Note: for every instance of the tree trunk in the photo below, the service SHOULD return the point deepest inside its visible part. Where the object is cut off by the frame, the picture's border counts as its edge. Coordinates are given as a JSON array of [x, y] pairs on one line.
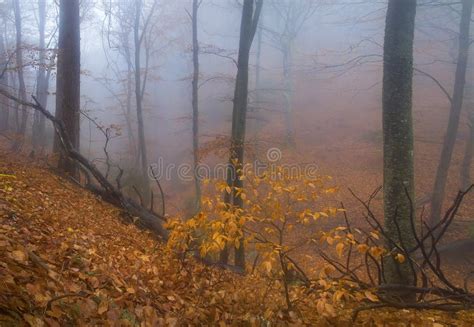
[[68, 78], [139, 99], [4, 102], [454, 114], [288, 90], [398, 171], [195, 105], [247, 32], [21, 125], [466, 178], [42, 80]]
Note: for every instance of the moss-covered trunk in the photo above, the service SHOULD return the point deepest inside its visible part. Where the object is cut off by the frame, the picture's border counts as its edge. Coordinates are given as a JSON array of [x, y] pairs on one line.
[[454, 114], [398, 184], [250, 14]]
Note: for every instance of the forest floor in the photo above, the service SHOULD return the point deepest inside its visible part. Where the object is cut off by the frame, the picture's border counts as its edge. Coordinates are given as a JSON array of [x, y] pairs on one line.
[[68, 258]]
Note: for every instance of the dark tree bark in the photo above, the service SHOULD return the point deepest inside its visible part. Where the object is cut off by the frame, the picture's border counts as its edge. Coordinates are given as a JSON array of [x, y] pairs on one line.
[[195, 105], [138, 94], [398, 168], [454, 114], [248, 27], [140, 85], [4, 102], [21, 125], [68, 79], [42, 79]]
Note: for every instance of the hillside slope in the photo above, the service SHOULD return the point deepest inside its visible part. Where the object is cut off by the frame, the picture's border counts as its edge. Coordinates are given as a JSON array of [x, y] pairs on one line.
[[68, 258]]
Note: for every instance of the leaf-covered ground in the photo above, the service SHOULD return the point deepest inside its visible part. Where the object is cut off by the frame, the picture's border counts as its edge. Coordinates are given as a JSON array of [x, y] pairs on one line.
[[68, 258]]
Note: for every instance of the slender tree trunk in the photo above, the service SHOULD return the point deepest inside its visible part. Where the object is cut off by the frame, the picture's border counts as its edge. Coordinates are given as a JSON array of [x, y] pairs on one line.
[[68, 78], [139, 99], [398, 165], [128, 118], [466, 178], [42, 80], [21, 125], [288, 92], [454, 114], [4, 102], [247, 32], [195, 105]]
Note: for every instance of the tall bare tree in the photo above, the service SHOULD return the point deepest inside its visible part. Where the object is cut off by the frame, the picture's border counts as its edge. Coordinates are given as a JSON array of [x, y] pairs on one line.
[[21, 124], [42, 78], [454, 114], [250, 15], [398, 166], [68, 78], [291, 16], [140, 34]]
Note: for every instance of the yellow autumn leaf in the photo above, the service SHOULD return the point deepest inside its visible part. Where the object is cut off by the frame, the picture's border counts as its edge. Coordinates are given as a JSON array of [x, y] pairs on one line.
[[362, 248], [371, 296]]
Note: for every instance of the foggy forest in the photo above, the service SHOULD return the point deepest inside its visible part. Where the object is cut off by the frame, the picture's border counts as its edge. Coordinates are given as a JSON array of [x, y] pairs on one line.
[[236, 162]]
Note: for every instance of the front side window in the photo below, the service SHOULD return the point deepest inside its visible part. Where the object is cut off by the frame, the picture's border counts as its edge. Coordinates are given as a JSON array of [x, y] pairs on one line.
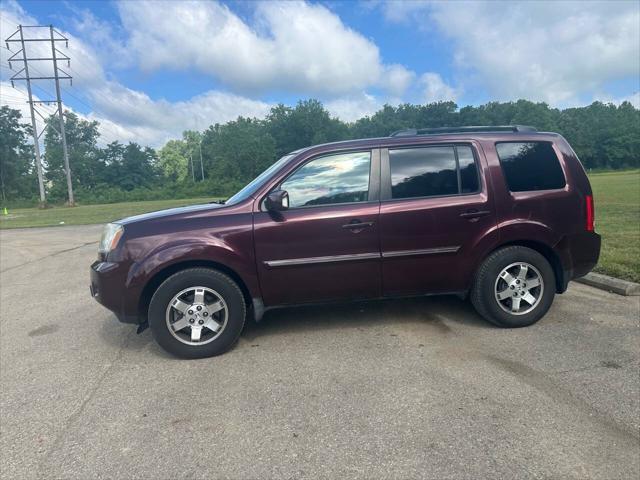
[[432, 171], [339, 178], [530, 166]]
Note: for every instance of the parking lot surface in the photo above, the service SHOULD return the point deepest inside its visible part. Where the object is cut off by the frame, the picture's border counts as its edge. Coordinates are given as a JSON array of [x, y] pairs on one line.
[[396, 389]]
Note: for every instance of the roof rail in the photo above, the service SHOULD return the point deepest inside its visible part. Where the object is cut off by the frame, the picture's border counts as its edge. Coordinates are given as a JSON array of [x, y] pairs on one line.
[[411, 132]]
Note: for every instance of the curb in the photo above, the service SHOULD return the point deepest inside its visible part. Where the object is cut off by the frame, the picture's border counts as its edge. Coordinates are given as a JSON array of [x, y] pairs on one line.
[[610, 284]]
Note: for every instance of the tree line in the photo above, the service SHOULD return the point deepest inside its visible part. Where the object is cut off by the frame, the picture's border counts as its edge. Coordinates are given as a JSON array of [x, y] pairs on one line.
[[224, 157]]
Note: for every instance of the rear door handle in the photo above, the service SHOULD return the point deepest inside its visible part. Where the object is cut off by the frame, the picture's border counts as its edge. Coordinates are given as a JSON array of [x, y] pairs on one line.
[[357, 225], [475, 213]]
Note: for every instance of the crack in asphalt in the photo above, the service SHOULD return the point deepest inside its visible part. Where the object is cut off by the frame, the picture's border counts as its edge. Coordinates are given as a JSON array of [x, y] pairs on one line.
[[44, 461], [50, 255]]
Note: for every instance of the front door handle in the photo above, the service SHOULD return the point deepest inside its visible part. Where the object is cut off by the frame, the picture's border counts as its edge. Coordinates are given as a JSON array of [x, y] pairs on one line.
[[475, 214], [357, 225]]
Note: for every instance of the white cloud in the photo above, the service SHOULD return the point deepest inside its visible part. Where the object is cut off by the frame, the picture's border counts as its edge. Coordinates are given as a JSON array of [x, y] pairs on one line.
[[539, 50], [435, 89], [351, 108], [137, 117], [124, 114], [293, 46]]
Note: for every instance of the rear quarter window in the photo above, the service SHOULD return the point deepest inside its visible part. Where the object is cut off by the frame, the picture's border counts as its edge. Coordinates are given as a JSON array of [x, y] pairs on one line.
[[530, 166]]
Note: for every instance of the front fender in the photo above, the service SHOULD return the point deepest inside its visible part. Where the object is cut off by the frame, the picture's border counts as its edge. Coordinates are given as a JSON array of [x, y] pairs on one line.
[[195, 251]]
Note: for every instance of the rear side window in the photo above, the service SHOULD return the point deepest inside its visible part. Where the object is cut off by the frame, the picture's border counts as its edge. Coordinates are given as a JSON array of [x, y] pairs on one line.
[[530, 166], [341, 178], [432, 171]]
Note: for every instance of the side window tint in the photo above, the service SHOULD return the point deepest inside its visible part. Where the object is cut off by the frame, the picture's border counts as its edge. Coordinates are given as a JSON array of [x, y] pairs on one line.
[[468, 170], [423, 172], [341, 178], [530, 166]]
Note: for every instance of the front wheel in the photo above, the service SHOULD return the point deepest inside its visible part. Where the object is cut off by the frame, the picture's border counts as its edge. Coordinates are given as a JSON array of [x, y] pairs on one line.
[[196, 313], [514, 287]]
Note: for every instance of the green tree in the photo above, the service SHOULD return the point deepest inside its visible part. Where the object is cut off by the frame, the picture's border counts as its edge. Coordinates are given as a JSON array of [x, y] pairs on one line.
[[173, 160], [17, 175], [308, 123]]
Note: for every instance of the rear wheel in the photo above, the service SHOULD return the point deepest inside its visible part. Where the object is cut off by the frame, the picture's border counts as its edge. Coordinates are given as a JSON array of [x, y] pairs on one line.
[[196, 313], [514, 287]]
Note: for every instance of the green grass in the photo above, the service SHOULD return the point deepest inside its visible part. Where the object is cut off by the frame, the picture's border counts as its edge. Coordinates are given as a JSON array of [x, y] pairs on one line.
[[617, 199], [87, 214]]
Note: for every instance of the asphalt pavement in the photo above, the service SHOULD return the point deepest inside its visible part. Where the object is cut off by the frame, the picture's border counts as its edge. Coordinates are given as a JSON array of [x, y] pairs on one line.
[[386, 389]]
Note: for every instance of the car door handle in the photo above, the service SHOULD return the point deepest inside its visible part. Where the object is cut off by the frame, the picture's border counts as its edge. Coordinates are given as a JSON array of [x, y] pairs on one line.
[[357, 225], [475, 213]]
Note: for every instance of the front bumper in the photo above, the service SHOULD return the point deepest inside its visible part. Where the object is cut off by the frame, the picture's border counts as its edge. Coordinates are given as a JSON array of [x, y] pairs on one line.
[[108, 287]]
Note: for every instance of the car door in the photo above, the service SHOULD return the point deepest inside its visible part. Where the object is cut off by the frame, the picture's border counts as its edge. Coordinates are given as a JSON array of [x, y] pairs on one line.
[[435, 212], [325, 246]]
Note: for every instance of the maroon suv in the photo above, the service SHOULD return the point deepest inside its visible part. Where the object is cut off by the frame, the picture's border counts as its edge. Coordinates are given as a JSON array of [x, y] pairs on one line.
[[504, 215]]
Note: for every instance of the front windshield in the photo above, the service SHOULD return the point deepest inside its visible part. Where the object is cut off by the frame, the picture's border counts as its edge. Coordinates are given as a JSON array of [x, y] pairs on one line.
[[257, 182]]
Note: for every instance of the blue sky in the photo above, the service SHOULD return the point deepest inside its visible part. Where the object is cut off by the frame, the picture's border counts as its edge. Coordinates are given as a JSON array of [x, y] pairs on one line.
[[148, 70]]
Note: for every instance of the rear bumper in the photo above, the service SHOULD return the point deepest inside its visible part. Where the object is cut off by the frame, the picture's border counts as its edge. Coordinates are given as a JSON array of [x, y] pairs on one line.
[[107, 287], [579, 254]]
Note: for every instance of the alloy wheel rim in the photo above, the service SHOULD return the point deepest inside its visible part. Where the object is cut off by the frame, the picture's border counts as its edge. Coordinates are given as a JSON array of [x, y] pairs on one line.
[[519, 288], [197, 315]]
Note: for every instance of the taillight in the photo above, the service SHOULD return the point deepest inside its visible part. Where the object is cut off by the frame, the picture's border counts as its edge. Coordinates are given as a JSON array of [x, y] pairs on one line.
[[591, 220]]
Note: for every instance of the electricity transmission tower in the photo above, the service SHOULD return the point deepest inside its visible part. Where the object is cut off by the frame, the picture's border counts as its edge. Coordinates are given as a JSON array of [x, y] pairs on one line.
[[58, 74]]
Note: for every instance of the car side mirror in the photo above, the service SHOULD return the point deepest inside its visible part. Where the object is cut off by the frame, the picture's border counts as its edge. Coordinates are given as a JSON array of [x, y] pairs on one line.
[[277, 200]]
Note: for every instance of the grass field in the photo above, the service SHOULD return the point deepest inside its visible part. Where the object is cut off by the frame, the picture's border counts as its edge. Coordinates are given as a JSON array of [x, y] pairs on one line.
[[617, 198]]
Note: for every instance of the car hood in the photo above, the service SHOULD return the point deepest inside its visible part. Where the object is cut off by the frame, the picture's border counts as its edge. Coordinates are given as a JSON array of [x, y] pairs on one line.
[[169, 212]]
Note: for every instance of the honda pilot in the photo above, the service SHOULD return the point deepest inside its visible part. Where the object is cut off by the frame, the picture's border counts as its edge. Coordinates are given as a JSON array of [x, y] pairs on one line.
[[501, 215]]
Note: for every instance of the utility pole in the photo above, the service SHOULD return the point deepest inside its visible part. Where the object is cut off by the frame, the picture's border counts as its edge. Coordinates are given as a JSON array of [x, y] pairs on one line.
[[201, 164], [61, 118], [53, 37]]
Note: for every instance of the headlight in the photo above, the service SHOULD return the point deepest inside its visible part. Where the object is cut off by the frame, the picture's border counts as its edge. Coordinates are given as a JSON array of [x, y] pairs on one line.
[[110, 237]]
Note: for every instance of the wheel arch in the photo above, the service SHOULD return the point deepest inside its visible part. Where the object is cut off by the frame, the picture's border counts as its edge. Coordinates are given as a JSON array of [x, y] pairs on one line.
[[545, 250], [154, 282]]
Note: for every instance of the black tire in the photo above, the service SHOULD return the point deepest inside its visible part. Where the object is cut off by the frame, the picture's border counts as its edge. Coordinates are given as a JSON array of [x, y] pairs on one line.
[[483, 295], [205, 277]]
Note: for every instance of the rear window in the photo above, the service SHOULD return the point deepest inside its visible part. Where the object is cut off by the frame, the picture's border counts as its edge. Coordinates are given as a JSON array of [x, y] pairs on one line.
[[530, 166], [432, 171]]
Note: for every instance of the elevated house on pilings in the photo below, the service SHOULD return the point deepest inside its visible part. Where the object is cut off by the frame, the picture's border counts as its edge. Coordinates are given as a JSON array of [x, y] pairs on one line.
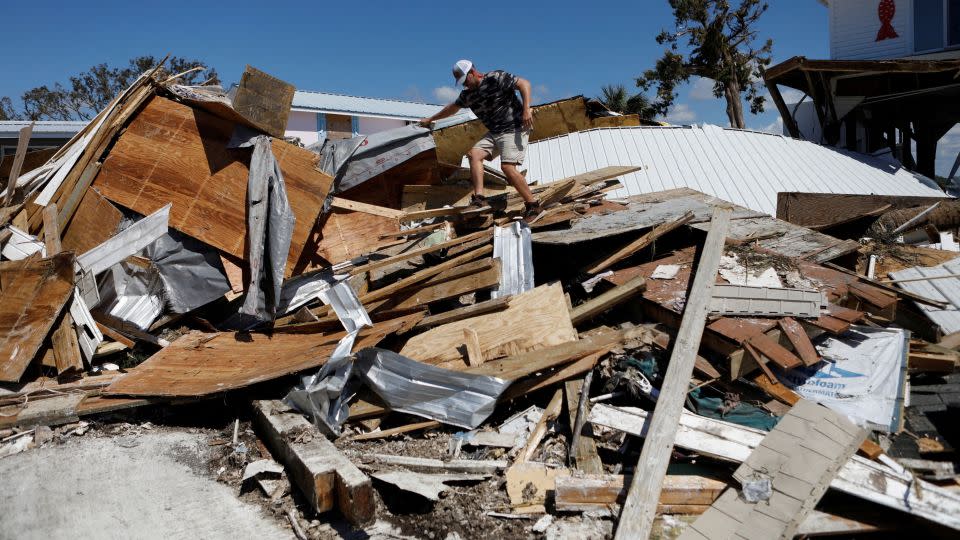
[[892, 80]]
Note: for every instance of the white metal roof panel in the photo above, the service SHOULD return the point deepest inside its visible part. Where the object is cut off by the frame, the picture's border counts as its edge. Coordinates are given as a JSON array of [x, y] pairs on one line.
[[945, 290], [338, 103], [49, 128], [748, 168]]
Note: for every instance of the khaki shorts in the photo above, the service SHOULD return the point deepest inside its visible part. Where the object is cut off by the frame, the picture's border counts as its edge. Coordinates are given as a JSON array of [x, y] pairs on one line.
[[511, 146]]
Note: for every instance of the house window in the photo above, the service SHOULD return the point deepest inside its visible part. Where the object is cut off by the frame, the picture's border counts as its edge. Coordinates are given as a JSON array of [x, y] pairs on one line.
[[953, 22], [936, 24]]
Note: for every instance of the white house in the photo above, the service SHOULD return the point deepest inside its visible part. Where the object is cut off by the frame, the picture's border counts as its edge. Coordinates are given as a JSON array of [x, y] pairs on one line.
[[888, 29], [316, 116]]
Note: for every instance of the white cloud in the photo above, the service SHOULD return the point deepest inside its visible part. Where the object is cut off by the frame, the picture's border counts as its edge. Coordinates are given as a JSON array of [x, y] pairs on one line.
[[445, 94], [681, 114], [702, 90]]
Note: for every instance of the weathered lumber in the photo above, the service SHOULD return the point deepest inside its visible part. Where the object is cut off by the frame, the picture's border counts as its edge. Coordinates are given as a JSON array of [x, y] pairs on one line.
[[607, 300], [799, 458], [579, 494], [640, 507], [859, 477], [346, 204], [638, 244], [583, 449], [325, 476], [480, 308]]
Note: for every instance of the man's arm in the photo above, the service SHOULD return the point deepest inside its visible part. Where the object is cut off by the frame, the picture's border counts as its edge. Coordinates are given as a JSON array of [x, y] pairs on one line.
[[523, 86], [449, 110]]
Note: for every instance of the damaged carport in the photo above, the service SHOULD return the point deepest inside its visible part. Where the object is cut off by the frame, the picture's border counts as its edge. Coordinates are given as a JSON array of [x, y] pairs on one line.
[[392, 346]]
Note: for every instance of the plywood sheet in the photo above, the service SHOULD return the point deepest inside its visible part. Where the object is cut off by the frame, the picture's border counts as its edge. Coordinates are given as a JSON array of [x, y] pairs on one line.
[[172, 153], [534, 319], [33, 294], [201, 363], [94, 222]]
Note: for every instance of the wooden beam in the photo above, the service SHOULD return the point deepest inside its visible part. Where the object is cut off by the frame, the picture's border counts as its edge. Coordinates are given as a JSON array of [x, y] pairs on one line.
[[617, 295], [636, 519], [356, 206], [639, 244], [21, 152], [324, 475], [380, 263]]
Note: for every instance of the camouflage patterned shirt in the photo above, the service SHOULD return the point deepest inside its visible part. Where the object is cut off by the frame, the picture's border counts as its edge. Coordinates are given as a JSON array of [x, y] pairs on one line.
[[495, 102]]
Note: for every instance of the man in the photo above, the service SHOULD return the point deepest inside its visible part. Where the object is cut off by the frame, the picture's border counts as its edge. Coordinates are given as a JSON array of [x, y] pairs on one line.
[[493, 98]]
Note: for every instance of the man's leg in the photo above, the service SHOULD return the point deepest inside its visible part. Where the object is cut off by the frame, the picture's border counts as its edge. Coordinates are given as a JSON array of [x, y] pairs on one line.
[[476, 157], [517, 181]]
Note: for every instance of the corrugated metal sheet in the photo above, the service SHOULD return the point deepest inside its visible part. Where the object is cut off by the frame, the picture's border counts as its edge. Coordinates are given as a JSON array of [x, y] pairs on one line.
[[744, 167], [50, 128], [337, 103], [945, 290]]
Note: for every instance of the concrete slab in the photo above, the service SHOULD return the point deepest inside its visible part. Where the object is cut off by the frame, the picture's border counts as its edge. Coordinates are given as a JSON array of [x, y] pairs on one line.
[[149, 485]]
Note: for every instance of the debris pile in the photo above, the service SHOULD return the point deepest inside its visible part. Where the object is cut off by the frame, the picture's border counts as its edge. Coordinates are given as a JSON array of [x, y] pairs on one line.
[[669, 363]]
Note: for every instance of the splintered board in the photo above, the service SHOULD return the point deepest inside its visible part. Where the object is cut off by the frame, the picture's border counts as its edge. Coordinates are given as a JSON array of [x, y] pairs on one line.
[[535, 319], [95, 221], [173, 153], [33, 294], [200, 364]]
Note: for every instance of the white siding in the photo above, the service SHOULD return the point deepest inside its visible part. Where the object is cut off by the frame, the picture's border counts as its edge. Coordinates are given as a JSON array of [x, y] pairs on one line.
[[304, 125], [374, 125], [853, 30]]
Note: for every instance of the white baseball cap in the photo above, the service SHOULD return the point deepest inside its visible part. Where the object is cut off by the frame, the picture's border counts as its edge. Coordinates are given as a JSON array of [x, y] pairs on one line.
[[460, 70]]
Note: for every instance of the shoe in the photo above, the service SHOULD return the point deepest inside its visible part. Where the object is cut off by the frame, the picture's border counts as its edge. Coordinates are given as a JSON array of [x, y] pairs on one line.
[[532, 211], [478, 200]]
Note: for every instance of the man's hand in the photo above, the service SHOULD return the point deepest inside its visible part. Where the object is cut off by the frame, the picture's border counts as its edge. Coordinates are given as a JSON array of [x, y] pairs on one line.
[[527, 119]]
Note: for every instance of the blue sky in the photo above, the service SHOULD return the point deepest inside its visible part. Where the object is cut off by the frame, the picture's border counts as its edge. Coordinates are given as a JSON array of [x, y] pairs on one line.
[[385, 49]]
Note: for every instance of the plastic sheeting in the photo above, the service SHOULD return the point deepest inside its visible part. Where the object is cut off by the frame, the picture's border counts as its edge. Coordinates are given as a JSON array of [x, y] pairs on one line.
[[514, 247], [192, 272], [270, 223], [862, 375], [412, 387]]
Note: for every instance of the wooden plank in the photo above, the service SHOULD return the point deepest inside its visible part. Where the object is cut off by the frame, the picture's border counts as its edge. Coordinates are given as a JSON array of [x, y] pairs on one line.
[[639, 509], [584, 449], [474, 356], [200, 364], [639, 244], [66, 347], [466, 312], [535, 319], [799, 458], [859, 477], [464, 279], [372, 209], [51, 230], [595, 492], [264, 100], [607, 300], [800, 341], [34, 293], [326, 477], [388, 261], [174, 153], [23, 139], [93, 223]]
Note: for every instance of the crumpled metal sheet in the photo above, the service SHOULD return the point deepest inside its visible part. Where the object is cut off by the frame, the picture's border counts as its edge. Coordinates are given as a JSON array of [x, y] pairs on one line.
[[270, 223], [131, 294], [192, 271], [513, 245], [324, 396], [451, 397], [380, 152]]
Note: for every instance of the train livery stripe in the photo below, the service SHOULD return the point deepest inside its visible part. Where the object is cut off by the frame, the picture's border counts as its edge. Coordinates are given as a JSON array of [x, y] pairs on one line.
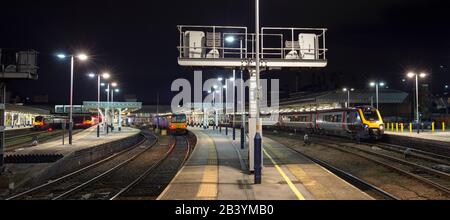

_ _ _ _ _ _ _

YOUR INSTRUCTIONS: Render the lines from the one containing "Note: for every instance of the foggy" up to and including the one containing "[[236, 162]]" as a JSON list of strings, one string per line, with blank lines left out.

THE RESPONSE:
[
  "Note: for every instance of the foggy forest in the photo above, the service SHOULD return the point deepest inside its visible part. Where the object is cut off by the frame, the picture's border counts as its edge. Coordinates are given as a JSON array of [x, y] pairs on one line.",
  "[[236, 162]]"
]